◆ **What to produce**: Keep only the lines in the records below that contain the string "stone", and copy each of those lines in full.

(Pointing and labeling records)
--*--

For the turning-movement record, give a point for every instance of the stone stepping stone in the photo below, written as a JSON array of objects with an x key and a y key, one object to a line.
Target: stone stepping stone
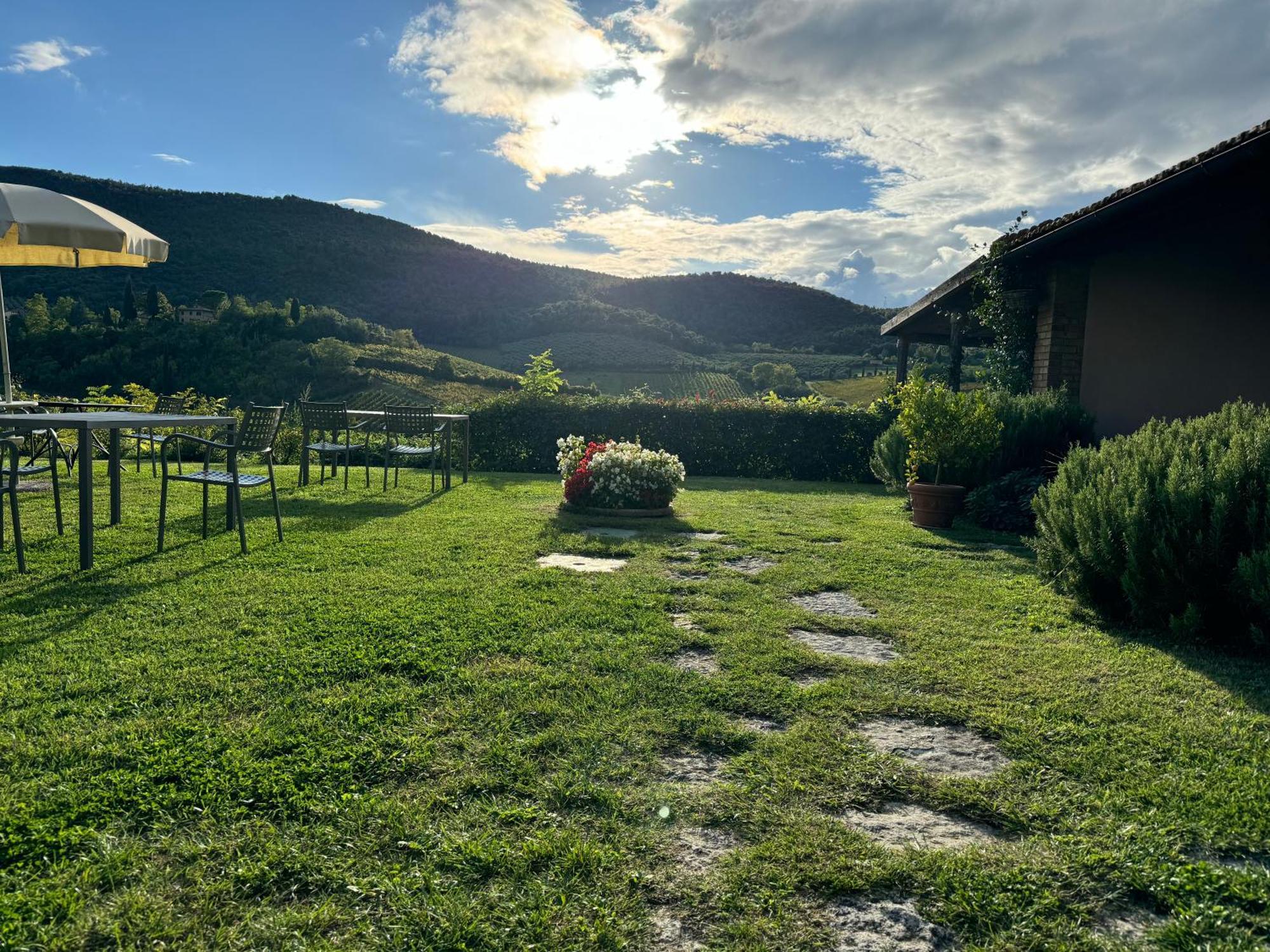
[
  {"x": 610, "y": 532},
  {"x": 750, "y": 565},
  {"x": 952, "y": 751},
  {"x": 1128, "y": 923},
  {"x": 698, "y": 849},
  {"x": 686, "y": 577},
  {"x": 581, "y": 564},
  {"x": 834, "y": 604},
  {"x": 669, "y": 934},
  {"x": 887, "y": 925},
  {"x": 859, "y": 648},
  {"x": 900, "y": 826},
  {"x": 698, "y": 661},
  {"x": 695, "y": 769},
  {"x": 761, "y": 725}
]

--*--

◆ **Reply**:
For the turning-movement record, give a point for every instance of the stone stepping stone in the photo below, written as a JSON array of objects with an x key and a y key, one object to a line.
Target: stone stepping stone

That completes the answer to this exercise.